___ Document text ___
I figure we’re going to need fossil fuels for at least the next 20 to 30 years, and some folks figure the timeline is more like a century. But Butt-Head wants us off them by 2030 or some such.
High fuel prices are one of the primary drivers of inflation. The premise that high fuel prices are good is in error.
You don't need a special education, government or institutional title to recognize this.
Excess nuclear power generators should already be constructed and presently being brought into the power system as coal and gas generated power is phased out.
Someone ought to be shot over what is presently happening to power generation in the world. Science solved it decades ago...it's nuclear generated energy.
There are ulterior motives here.
The length of time it takes for a power company to decide to build a nuclear reactor until the nuclear plant starts generating electricity has been extended so many years by leftist DeepStaters with numerous required public hearings and legalistic delay tactics, that a timely return on investment is rarely feasible.
The nuclear waste repository requirement bait-and-switch was another way to stop the growth of nuclear power. Demonstrating underground spent fuel storage would be safe for 10,000 years is difficult enough, but then changing the demonstration requirement to one million years was a joke. An ice age, supervolcano or large asteroid is possible before then.
Bill Gates, Warren Buffett Building Nuclear Reactor In Wyoming
Show up at the author Maureen McLean’s house, and make sure she’s not using any sort of modern energy source.
That pretty much says it. Tax oil products higher, but don’t give the money to oil producers. Instead give it to government to develop “green” energy & then the tax will never end.
Zero measurable "global" warming in nearly twenty years. Locally we are experiencing the coolest June I can remember. Good for the lettuce and peas, but a slow start for the tomatoes.
___
▶ [Required action]
In the energy comments, what was the underground spent fuel storage safety demonstration requirement changed from and to?
___ Material supplied ___
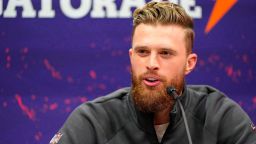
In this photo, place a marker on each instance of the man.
(161, 56)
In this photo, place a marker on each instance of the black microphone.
(171, 91)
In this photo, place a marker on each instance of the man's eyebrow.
(140, 47)
(169, 50)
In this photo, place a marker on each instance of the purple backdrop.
(48, 66)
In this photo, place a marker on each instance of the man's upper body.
(113, 119)
(161, 56)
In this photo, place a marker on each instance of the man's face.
(158, 59)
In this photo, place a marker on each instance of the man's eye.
(142, 52)
(165, 53)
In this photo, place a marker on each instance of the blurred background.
(55, 55)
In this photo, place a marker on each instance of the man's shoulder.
(111, 104)
(210, 95)
(116, 95)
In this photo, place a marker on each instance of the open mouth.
(151, 81)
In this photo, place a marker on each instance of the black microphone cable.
(172, 92)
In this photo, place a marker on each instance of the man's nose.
(153, 63)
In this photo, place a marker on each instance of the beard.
(154, 99)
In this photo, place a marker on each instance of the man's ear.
(191, 63)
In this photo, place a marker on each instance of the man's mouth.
(151, 81)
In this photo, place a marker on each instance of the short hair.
(166, 13)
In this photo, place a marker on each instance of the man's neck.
(162, 117)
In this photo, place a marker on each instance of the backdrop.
(55, 55)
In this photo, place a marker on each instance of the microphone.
(171, 91)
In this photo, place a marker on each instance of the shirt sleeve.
(236, 127)
(77, 129)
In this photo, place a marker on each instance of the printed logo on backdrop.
(106, 9)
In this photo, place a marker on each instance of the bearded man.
(161, 56)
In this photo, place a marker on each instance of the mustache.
(151, 73)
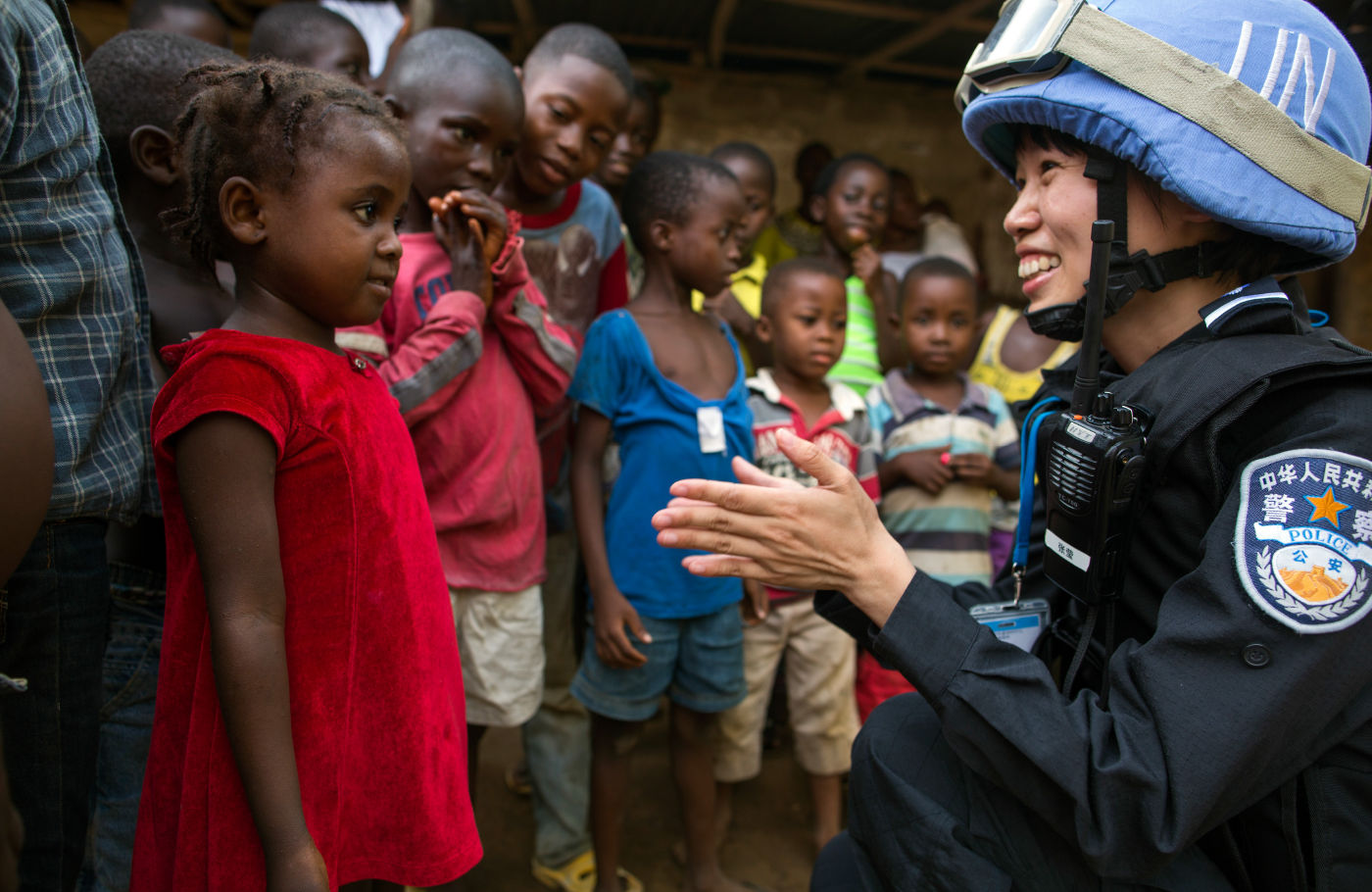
___
▶ [Written response]
From 10,000 years to one million years.